» **PROBLEM DETAILS**:
Count how many lines below include the word "smiling". Answer with a number only.

*** RECORDED DATA ***

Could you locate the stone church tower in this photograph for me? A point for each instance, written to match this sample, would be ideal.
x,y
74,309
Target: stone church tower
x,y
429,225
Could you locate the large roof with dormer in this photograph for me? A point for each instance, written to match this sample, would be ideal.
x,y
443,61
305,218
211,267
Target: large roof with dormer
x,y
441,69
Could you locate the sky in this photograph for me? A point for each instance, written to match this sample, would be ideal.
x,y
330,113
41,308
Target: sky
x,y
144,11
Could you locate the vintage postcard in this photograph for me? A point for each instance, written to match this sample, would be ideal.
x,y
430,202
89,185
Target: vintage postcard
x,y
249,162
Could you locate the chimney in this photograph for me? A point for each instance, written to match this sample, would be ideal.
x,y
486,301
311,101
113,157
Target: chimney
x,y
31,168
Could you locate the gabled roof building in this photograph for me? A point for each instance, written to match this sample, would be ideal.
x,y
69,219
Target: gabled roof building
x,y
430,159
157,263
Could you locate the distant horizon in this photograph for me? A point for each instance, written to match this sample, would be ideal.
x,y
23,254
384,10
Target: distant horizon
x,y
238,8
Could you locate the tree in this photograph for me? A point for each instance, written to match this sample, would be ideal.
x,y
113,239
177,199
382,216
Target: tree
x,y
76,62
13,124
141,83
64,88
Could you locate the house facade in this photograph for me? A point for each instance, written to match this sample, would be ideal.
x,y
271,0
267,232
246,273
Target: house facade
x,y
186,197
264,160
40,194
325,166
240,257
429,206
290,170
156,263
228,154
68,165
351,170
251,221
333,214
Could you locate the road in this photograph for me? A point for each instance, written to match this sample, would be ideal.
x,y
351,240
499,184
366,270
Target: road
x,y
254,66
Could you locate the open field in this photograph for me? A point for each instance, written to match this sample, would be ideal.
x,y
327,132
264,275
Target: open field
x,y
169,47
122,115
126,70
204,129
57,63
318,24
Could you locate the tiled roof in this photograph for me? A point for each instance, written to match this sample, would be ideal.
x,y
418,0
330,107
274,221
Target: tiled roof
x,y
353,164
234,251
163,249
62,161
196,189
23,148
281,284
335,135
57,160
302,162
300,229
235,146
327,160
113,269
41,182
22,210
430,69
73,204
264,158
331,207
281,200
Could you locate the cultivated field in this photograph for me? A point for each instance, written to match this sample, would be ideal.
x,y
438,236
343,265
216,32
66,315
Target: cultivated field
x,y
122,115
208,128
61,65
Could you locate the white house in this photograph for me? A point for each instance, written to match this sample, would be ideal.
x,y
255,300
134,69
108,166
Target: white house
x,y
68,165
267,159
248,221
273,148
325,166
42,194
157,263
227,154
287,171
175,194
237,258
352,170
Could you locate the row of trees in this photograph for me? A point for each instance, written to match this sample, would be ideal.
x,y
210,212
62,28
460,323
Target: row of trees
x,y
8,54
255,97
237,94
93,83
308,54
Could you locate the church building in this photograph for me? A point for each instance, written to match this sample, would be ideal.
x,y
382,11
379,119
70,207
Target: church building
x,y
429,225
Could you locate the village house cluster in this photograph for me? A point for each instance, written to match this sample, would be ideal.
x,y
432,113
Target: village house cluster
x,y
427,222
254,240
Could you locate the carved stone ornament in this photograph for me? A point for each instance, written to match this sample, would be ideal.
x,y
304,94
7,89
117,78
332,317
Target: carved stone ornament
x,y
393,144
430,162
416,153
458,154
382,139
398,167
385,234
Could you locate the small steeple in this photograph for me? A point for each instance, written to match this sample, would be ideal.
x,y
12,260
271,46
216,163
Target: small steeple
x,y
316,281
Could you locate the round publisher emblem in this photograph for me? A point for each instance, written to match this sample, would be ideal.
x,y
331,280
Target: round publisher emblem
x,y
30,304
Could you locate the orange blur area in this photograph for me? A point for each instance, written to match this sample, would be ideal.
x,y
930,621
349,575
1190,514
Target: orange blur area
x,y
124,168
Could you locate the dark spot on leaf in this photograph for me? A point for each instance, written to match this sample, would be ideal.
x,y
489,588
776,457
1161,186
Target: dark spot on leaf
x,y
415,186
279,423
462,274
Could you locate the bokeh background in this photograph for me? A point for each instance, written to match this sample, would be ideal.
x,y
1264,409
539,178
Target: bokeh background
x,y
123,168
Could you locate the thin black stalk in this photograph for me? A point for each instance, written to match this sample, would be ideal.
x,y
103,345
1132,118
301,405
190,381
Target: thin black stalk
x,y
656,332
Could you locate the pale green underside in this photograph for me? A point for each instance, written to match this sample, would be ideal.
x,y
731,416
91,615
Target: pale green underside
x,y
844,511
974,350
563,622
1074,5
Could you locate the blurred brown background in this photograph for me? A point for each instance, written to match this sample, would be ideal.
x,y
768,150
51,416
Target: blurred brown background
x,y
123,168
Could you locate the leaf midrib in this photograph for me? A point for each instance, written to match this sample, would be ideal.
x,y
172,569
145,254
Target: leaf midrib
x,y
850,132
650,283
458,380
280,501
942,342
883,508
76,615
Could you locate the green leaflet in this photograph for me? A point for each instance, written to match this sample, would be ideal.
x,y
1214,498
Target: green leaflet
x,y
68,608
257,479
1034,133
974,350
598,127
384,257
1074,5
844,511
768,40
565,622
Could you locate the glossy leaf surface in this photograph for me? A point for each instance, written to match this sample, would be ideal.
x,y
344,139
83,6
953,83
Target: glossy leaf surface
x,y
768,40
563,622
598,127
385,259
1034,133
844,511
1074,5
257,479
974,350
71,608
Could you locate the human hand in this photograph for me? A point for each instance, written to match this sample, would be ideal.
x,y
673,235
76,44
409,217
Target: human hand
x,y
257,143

*** End of RECORDED DATA ***
*** RECORDED DATA ***

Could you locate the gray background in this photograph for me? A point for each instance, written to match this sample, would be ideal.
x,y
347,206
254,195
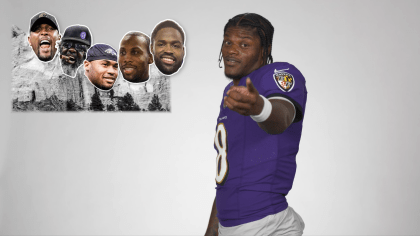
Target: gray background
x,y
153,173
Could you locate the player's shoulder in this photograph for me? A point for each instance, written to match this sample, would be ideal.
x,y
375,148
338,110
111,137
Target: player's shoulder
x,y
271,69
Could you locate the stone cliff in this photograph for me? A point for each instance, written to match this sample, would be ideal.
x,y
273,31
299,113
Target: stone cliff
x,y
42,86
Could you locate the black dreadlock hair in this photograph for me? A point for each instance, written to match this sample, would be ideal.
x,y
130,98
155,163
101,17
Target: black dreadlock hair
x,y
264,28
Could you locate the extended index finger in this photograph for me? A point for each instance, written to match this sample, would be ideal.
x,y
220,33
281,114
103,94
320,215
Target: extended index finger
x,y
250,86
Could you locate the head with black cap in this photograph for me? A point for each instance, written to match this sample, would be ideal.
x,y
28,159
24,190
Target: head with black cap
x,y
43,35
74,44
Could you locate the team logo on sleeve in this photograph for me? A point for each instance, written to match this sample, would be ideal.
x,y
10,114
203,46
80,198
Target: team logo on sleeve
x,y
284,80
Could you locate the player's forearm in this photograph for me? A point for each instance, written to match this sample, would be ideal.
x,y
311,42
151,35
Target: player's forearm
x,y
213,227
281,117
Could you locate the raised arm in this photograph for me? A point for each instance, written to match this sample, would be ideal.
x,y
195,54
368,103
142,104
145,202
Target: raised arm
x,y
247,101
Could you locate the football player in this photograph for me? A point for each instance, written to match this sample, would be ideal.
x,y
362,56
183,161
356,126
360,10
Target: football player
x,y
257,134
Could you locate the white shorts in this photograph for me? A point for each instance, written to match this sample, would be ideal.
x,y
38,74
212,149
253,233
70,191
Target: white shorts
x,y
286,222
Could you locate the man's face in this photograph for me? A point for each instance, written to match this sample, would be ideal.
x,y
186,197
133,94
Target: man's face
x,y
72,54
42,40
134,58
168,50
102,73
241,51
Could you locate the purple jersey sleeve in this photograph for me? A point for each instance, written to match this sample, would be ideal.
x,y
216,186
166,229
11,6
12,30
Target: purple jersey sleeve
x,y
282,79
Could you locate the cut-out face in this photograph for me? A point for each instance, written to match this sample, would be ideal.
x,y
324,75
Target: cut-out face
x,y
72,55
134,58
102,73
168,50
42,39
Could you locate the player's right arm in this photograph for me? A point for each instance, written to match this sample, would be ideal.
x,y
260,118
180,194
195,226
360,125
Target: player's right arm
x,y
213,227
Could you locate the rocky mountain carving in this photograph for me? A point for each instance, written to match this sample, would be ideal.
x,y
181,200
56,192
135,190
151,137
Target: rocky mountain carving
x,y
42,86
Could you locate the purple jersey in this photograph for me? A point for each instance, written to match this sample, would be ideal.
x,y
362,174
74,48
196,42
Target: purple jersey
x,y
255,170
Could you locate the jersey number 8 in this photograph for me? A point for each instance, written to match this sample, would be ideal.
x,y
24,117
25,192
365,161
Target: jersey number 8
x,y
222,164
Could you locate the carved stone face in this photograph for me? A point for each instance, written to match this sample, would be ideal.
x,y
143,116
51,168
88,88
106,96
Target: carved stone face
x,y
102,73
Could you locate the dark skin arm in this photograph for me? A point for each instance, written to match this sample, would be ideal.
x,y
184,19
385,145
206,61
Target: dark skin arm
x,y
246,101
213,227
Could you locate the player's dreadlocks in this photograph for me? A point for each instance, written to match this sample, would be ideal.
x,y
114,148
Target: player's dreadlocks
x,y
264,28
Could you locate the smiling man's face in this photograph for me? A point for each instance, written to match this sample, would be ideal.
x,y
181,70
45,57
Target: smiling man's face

*** End of RECORDED DATA ***

» **TASK RESULT**:
2